→ **Exercise directions**:
Your task is to transcribe all of the records exactly and leave out the pictures.

******************************

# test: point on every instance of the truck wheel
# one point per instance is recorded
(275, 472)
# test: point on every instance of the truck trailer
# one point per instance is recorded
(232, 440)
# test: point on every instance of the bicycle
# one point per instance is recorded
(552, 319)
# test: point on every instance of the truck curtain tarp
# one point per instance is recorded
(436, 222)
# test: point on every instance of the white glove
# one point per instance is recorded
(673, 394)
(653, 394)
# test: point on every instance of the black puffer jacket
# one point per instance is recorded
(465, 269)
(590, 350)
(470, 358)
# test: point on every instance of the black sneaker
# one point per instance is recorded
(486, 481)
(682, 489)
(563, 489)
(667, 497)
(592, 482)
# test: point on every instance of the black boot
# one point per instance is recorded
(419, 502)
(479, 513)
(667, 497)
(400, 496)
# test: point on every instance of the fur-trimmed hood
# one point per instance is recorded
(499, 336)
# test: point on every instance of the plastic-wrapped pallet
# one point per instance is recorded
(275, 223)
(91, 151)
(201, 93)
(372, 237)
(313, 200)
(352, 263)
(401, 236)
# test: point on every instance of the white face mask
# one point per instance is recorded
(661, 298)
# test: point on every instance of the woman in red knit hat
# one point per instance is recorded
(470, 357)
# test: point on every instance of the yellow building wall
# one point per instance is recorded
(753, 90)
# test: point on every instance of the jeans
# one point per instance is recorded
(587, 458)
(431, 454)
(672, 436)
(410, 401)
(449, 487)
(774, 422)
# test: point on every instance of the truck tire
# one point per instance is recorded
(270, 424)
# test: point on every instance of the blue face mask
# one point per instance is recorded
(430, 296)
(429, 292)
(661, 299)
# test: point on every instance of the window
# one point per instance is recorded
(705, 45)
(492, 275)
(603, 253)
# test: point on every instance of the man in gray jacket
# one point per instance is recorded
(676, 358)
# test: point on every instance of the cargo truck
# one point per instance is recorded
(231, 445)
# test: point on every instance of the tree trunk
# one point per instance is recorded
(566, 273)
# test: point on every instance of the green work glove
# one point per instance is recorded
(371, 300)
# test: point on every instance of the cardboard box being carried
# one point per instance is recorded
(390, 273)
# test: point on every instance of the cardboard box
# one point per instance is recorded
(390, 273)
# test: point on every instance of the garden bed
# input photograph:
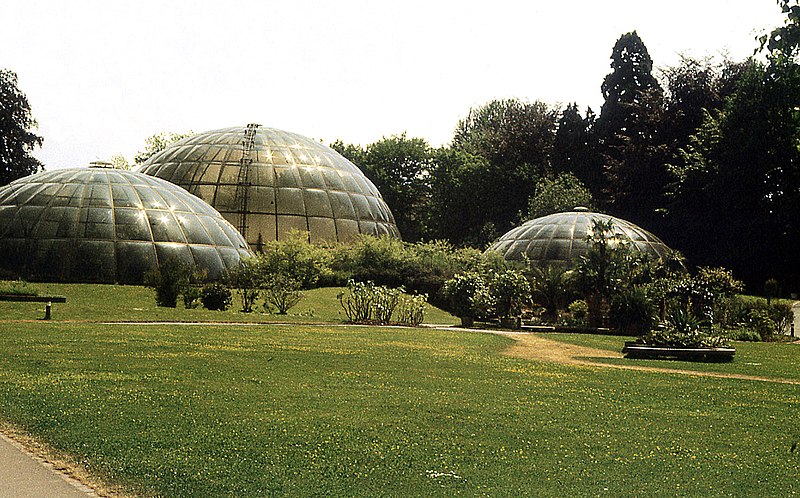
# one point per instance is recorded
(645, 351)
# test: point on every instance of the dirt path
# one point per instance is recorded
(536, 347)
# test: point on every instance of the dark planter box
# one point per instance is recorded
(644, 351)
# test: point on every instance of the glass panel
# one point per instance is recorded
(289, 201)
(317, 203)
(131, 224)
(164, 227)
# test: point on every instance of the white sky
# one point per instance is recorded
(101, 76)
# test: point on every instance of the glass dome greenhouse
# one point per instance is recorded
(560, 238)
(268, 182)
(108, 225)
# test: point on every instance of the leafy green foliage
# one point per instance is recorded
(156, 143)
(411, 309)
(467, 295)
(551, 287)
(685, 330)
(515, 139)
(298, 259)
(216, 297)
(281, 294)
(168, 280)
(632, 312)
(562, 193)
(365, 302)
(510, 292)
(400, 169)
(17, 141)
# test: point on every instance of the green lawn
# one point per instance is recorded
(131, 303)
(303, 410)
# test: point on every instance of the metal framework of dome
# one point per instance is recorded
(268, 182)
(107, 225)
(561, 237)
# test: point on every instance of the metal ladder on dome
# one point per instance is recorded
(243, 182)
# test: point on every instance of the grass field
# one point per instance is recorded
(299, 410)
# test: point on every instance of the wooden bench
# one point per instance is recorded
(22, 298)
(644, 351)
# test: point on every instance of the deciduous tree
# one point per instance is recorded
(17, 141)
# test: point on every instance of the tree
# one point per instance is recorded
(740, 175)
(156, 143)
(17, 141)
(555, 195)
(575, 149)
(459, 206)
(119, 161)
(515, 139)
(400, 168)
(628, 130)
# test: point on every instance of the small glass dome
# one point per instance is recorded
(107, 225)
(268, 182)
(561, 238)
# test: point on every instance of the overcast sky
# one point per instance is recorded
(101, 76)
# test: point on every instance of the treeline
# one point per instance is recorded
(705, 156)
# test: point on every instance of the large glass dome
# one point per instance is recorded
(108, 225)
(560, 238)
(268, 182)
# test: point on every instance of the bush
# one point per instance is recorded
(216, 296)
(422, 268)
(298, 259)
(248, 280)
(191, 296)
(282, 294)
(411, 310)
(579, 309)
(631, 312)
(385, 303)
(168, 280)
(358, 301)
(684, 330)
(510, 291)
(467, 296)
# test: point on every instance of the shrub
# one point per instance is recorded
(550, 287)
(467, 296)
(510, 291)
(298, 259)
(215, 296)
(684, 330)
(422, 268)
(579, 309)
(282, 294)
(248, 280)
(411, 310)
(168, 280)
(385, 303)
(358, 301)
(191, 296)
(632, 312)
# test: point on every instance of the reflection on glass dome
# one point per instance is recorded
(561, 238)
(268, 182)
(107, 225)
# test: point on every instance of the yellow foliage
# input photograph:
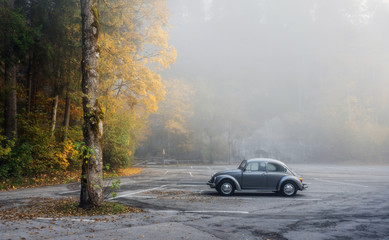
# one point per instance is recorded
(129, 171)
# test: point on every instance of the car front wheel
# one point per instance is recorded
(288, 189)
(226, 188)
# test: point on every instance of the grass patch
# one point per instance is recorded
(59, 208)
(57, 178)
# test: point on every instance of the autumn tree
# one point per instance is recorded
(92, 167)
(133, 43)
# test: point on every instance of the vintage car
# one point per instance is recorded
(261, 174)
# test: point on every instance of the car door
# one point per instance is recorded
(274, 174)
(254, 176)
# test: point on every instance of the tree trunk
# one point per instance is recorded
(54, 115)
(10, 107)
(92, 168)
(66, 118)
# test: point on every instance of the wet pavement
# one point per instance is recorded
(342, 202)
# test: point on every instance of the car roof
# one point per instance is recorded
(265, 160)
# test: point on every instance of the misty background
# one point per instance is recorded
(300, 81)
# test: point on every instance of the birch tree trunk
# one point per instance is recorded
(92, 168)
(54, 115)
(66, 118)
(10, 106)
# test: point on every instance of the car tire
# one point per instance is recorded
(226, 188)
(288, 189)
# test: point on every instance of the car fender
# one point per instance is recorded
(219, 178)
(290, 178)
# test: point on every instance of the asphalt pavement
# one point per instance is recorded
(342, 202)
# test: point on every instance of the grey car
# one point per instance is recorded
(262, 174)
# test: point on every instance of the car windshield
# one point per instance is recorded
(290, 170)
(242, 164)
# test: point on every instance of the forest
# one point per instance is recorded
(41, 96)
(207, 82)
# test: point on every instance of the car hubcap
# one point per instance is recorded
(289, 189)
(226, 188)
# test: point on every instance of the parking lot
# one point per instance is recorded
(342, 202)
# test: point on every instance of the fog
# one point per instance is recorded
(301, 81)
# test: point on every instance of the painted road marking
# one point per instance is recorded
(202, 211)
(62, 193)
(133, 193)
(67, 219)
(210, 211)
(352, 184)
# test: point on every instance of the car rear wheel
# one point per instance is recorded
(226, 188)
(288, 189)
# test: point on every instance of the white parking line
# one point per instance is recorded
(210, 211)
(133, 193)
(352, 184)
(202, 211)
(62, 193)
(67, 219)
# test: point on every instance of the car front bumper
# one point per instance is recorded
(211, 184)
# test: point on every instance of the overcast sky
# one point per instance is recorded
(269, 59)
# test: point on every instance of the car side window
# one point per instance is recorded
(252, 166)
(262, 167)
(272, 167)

******************************

→ **Answer to this exercise**:
# test: point on every instance of the truck wheel
# one point per instance is recorded
(275, 472)
# test: point on every instance of the truck trailer
# one point per instance is recorded
(232, 440)
# test: point on every instance of the bicycle
# one point per instance is recorded
(552, 319)
# test: point on every instance of the truck curtain tarp
# one point per instance is recorded
(436, 222)
# test: point on every instance of the white glove
# one point per instance is recorded
(673, 394)
(653, 394)
# test: point on every instance of the black puffer jacket
# one point per instance is recorded
(465, 269)
(590, 350)
(470, 358)
# test: point on every instance of the black sneaker
# one point per instance is recorded
(486, 481)
(682, 489)
(563, 489)
(667, 497)
(592, 482)
# test: point on every instance of the black boot
# one point per instance is recorded
(419, 502)
(479, 513)
(667, 497)
(400, 496)
# test: point on every instance of the fur-trimmed hood
# one point per instance is recorded
(499, 336)
# test: point on every instance of the plastic-wrapped pallet
# one point per instance is recorded
(275, 223)
(91, 151)
(201, 93)
(372, 237)
(313, 200)
(352, 263)
(401, 236)
# test: point on every instance of the white face mask
# one point per instance is recorded
(661, 298)
# test: point on every instance of the woman in red knit hat
# one point per instance is recorded
(470, 357)
# test: point on every instance of the yellow building wall
# one point per instance is recorded
(753, 90)
# test: point on every instance of the jeans
# one point per instance is recorded
(587, 458)
(431, 454)
(672, 436)
(410, 401)
(449, 487)
(774, 422)
# test: point on every instance of the truck tire
# one point per instance is recorded
(270, 424)
# test: point on every instance of the blue face mask
# one point per instance is recorded
(430, 296)
(429, 292)
(661, 299)
# test: point on every instance of the window
# one point per instance is recorded
(705, 45)
(492, 275)
(603, 253)
# test: point on every instance of the man in gray jacket
# one point per instance is recorded
(676, 358)
# test: point on every instance of the cargo truck
# one point per instance is recorded
(231, 445)
# test: point on every instance of the tree trunk
# one point per instance is recorded
(566, 273)
# test: point on every instance of the green work glove
# one point per instance is recorded
(371, 300)
# test: point on every instance of the cardboard box being carried
# one point per instance is recorded
(390, 273)
# test: point on every instance of the cardboard box
# one point per instance is recorded
(390, 273)
# test: point on every instance of the garden bed
# input photograph:
# one point per instance is recorded
(645, 351)
# test: point on every instance of the dirt path
# one point per instance is recorded
(536, 347)
# test: point on every instance of the dark planter box
# one point per instance is recorded
(644, 351)
# test: point on every instance of the glass panel
# one point per instance is recorded
(289, 201)
(317, 203)
(131, 224)
(164, 227)
# test: point on every instance of the white sky
# one point per instance is recorded
(101, 76)
# test: point on every instance of the glass dome greenhouse
# one point per instance is recorded
(560, 238)
(268, 182)
(108, 225)
# test: point on every instance of the leafy green foliage
# one point per instance is recorded
(156, 143)
(411, 309)
(467, 295)
(551, 287)
(685, 330)
(515, 139)
(298, 259)
(216, 297)
(281, 294)
(168, 280)
(632, 312)
(562, 193)
(365, 302)
(510, 292)
(400, 169)
(17, 141)
# test: point on every instance of the green lawn
# one point per instance is recorded
(131, 303)
(303, 410)
# test: point on every instance of the metal framework of dome
# one point per instance is recorded
(268, 182)
(107, 225)
(561, 237)
# test: point on every instance of the metal ladder on dome
# one point per instance is recorded
(243, 182)
# test: point on every instance of the grass field
# one point per instance is recorded
(299, 410)
# test: point on every instance of the wooden bench
# one point per instance is recorded
(22, 298)
(644, 351)
# test: point on every instance of the deciduous tree
# one point per instance is recorded
(17, 141)
# test: point on every instance of the tree
# one point per instance is recorded
(740, 175)
(156, 143)
(17, 141)
(555, 195)
(575, 149)
(459, 206)
(119, 161)
(515, 139)
(400, 168)
(628, 130)
# test: point on every instance of the small glass dome
# one point per instance is recorded
(107, 225)
(268, 182)
(561, 238)
# test: point on every instance of the overcast sky
# one point per instance is recorded
(101, 76)
# test: point on every instance of the treeline
# one point per instance is recorded
(705, 156)
# test: point on every instance of the large glass dome
# one point per instance is recorded
(108, 225)
(560, 238)
(268, 182)
# test: point on every instance of the bush
# one point per instance is recorded
(216, 296)
(422, 268)
(298, 259)
(248, 280)
(191, 296)
(282, 294)
(411, 310)
(579, 309)
(631, 312)
(385, 303)
(168, 280)
(358, 301)
(684, 330)
(510, 291)
(467, 296)
# test: point on every instance of the shrub
# one point per instance is recorded
(550, 287)
(467, 296)
(510, 291)
(298, 259)
(215, 296)
(684, 330)
(422, 268)
(579, 309)
(282, 294)
(248, 280)
(411, 310)
(168, 280)
(385, 303)
(358, 301)
(191, 296)
(632, 312)
# test: point on every instance of the reflection on glass dome
# one point per instance is recorded
(561, 238)
(268, 182)
(107, 225)
# test: point on every instance of the yellow foliage
# input photograph:
# one point per instance is recorded
(129, 171)
# test: point on every instance of the car front wheel
# one point per instance is recorded
(288, 189)
(226, 188)
# test: point on every instance of the grass patch
# one point per instance is recorded
(59, 208)
(57, 178)
# test: point on every instance of the autumn tree
# one point per instance is recorded
(92, 167)
(133, 43)
# test: point on every instance of the vintage car
# one point per instance is recorded
(261, 174)
# test: point on every instance of the car door
# one point per instance is recorded
(274, 174)
(254, 176)
# test: point on every instance of the tree trunk
# one point per instance is recorded
(54, 115)
(10, 107)
(92, 168)
(66, 118)
# test: point on every instance of the wet pavement
# one point per instance is recorded
(342, 202)
# test: point on every instance of the car roof
# one point per instance is recorded
(265, 160)
# test: point on every instance of the misty background
# one point per instance is recorded
(300, 81)
# test: point on every instance of the birch tree trunk
# one point per instance is recorded
(92, 168)
(54, 115)
(66, 118)
(10, 106)
# test: point on every instance of the car tire
# one point per instance is recorded
(226, 188)
(288, 189)
# test: point on every instance of the car fender
# one point per instance is recorded
(219, 178)
(290, 178)
# test: point on every instance of the asphalt pavement
# one point per instance is recorded
(342, 202)
# test: point on every instance of the grey car
# one point per instance is recorded
(262, 174)
# test: point on every instance of the car windshield
# one point per instance is recorded
(290, 170)
(242, 164)
# test: point on every instance of the forest
# one point per instance is recorded
(41, 96)
(207, 82)
# test: point on every instance of the car hubcap
# one point per instance is recorded
(289, 189)
(226, 188)
# test: point on every instance of the parking lot
# one point per instance is recorded
(342, 202)
# test: point on every instance of the fog
# one point per instance is recorded
(301, 81)
# test: point on every instance of the painted road marking
# one point per instance is recorded
(202, 211)
(62, 193)
(133, 193)
(67, 219)
(210, 211)
(352, 184)
# test: point on every instance of the car rear wheel
# one point per instance is recorded
(226, 188)
(288, 189)
# test: point on every instance of the white parking line
# one point per instance is recorded
(210, 211)
(133, 193)
(352, 184)
(202, 211)
(62, 193)
(67, 219)
# test: point on every instance of the car front bumper
# one point per instance is recorded
(211, 184)
# test: point on every instance of the overcast sky
# one point per instance is recorded
(269, 59)
# test: point on every instance of the car side window
# one point per instance is recorded
(252, 166)
(262, 167)
(272, 167)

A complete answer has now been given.